__Task objective__. Locate every line in the items below that contains the word "flower", and copy each such line in full. Case counts.

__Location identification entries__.
▶

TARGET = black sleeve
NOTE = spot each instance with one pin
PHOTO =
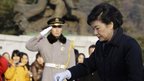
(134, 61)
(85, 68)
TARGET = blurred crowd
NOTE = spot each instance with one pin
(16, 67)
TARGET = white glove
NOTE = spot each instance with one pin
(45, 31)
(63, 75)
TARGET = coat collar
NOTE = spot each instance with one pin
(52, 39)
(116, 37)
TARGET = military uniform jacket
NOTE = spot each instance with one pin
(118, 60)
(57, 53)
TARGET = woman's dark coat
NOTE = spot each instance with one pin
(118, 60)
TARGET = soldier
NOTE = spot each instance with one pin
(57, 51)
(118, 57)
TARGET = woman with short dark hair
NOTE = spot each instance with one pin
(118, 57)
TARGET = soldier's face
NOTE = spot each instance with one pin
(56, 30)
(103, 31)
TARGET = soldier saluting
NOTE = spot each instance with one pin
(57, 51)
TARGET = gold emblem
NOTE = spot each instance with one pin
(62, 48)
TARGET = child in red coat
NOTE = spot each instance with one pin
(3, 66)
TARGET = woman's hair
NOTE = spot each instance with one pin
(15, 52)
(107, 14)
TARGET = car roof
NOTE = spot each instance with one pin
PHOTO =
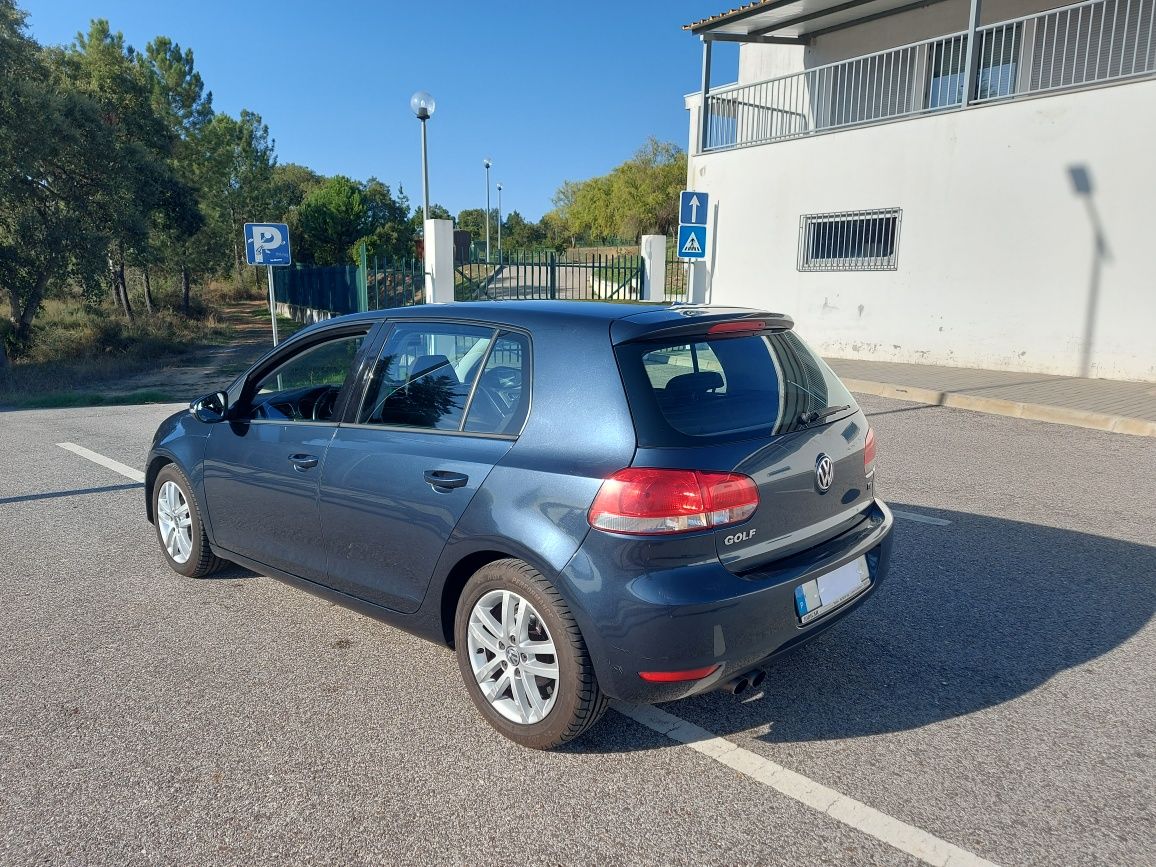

◀
▶

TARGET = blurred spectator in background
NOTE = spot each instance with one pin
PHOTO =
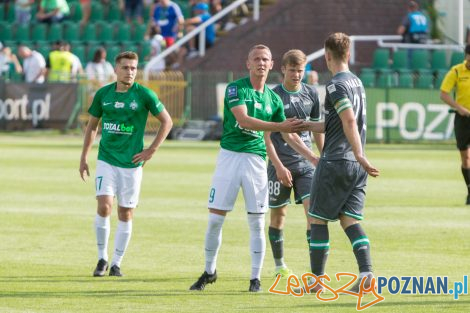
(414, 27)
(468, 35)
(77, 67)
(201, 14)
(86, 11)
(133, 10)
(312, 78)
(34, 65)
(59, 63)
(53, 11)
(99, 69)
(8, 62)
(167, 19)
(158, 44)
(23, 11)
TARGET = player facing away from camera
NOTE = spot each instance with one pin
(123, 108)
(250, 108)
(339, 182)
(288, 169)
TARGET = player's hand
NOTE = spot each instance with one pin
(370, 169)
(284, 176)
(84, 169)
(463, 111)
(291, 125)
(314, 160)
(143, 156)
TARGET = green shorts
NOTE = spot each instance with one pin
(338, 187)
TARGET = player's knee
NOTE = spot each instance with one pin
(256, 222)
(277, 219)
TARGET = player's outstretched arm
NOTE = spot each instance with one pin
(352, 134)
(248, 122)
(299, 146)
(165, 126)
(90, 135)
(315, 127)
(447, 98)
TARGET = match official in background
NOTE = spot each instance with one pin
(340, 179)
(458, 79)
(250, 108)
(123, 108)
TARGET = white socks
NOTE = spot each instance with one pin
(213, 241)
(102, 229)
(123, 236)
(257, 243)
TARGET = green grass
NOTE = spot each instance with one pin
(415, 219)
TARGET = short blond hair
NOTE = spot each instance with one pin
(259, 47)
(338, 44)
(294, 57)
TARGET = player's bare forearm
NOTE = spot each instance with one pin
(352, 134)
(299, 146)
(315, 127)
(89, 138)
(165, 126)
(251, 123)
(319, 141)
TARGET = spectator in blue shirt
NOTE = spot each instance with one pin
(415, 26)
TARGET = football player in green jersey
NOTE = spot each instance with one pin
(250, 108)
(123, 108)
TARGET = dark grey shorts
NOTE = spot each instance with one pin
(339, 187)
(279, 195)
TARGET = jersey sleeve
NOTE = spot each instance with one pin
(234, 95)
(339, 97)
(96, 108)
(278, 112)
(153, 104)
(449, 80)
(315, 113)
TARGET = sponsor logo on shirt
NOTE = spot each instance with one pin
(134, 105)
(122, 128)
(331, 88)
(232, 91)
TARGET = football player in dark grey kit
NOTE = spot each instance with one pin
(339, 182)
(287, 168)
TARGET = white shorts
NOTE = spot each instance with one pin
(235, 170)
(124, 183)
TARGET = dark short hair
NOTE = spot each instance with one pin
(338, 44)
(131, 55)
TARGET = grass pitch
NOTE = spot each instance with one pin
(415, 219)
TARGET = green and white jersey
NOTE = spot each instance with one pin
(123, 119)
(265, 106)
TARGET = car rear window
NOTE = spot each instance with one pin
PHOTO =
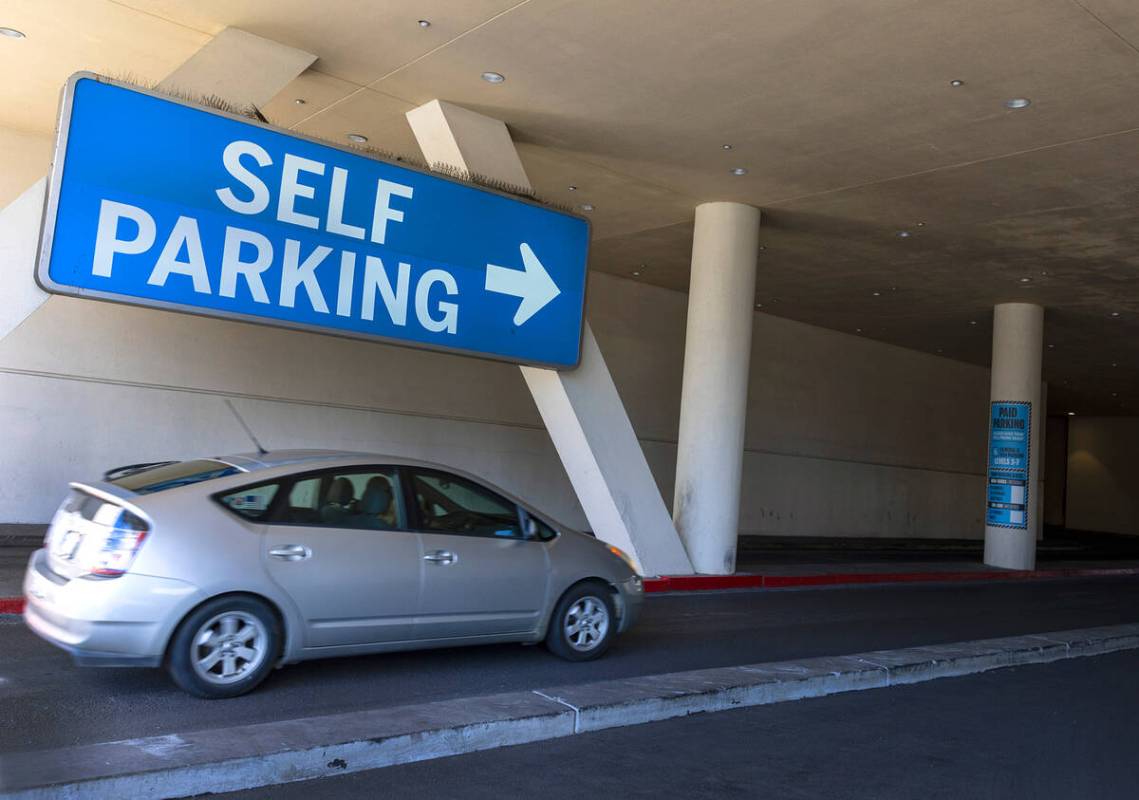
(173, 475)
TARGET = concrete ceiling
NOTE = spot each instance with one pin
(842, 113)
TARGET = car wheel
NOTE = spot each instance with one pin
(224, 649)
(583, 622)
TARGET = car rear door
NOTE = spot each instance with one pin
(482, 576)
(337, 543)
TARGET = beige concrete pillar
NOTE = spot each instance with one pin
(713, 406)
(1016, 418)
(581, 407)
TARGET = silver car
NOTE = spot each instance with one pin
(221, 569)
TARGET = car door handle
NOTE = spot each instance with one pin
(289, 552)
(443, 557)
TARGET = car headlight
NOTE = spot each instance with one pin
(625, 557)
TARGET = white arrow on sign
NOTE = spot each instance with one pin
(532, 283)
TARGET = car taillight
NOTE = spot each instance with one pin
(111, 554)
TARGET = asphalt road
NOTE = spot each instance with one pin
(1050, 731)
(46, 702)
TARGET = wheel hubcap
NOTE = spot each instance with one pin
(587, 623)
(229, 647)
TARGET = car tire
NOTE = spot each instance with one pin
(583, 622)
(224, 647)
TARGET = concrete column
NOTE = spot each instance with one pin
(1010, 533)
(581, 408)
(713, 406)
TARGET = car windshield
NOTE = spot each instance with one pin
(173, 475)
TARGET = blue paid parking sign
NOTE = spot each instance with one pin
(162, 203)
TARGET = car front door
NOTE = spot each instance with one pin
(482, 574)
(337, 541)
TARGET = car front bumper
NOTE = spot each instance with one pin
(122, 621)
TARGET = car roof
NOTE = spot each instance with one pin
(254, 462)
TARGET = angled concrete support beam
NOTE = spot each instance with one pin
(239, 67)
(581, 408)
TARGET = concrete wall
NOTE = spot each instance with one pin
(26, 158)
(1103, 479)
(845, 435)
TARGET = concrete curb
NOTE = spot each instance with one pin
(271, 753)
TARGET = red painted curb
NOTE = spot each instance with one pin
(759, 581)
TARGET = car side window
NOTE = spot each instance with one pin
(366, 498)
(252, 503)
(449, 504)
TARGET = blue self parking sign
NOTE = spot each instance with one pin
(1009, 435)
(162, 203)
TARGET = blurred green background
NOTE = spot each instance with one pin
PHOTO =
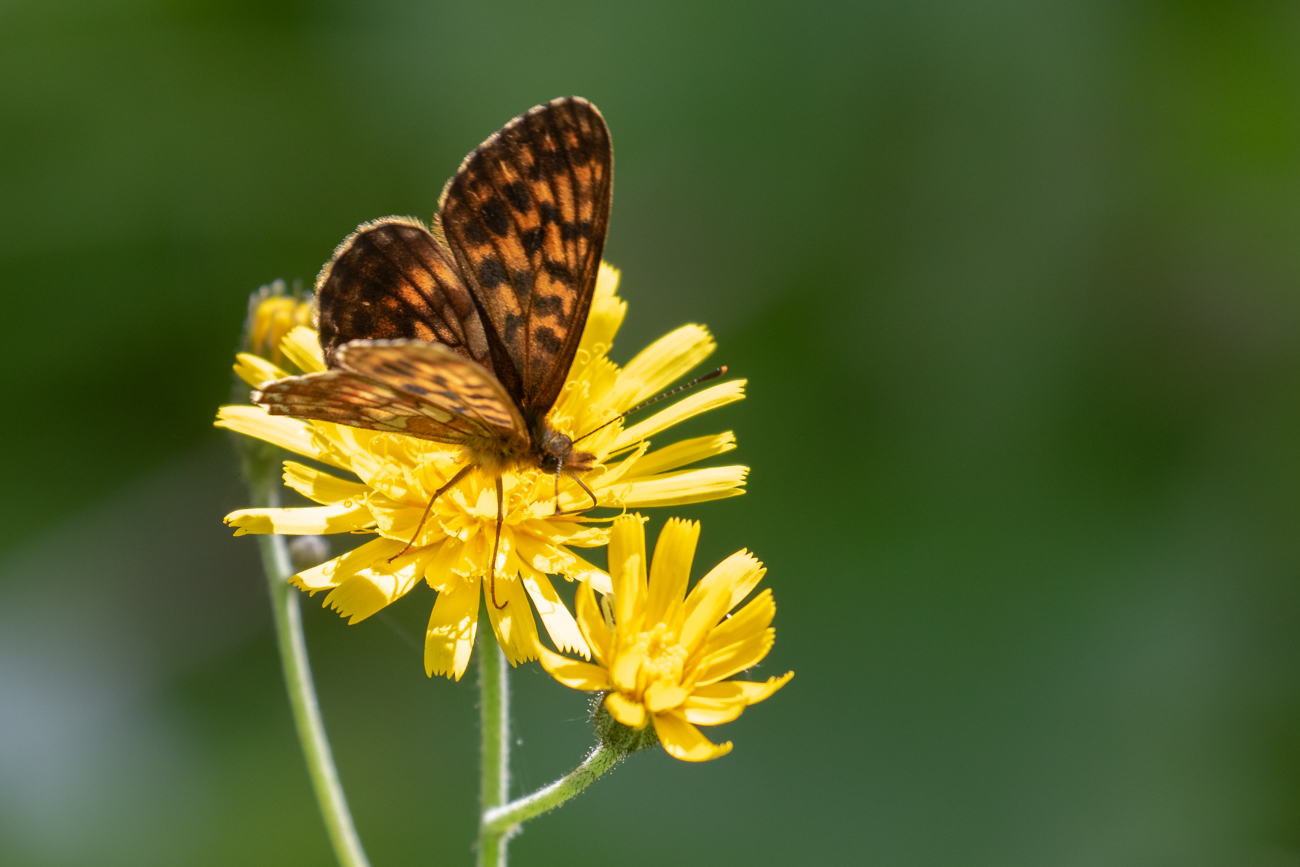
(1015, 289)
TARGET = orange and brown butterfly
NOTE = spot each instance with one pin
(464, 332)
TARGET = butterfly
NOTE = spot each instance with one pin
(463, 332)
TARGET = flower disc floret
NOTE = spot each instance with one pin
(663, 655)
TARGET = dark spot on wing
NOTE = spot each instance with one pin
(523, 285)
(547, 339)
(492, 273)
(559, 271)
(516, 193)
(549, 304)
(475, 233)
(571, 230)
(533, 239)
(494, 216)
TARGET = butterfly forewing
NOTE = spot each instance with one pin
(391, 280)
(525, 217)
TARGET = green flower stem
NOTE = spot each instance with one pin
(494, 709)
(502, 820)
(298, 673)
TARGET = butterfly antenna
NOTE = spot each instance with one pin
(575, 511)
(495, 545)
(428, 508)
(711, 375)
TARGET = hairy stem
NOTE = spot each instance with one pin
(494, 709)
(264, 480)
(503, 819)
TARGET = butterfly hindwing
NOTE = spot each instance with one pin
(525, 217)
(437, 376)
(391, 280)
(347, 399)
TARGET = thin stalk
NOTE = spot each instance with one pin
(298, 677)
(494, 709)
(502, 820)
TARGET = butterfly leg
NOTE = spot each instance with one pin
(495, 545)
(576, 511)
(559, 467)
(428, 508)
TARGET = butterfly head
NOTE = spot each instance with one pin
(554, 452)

◀

__Answer to this problem__.
TARGET = flower disc floret
TARGET = green flower stem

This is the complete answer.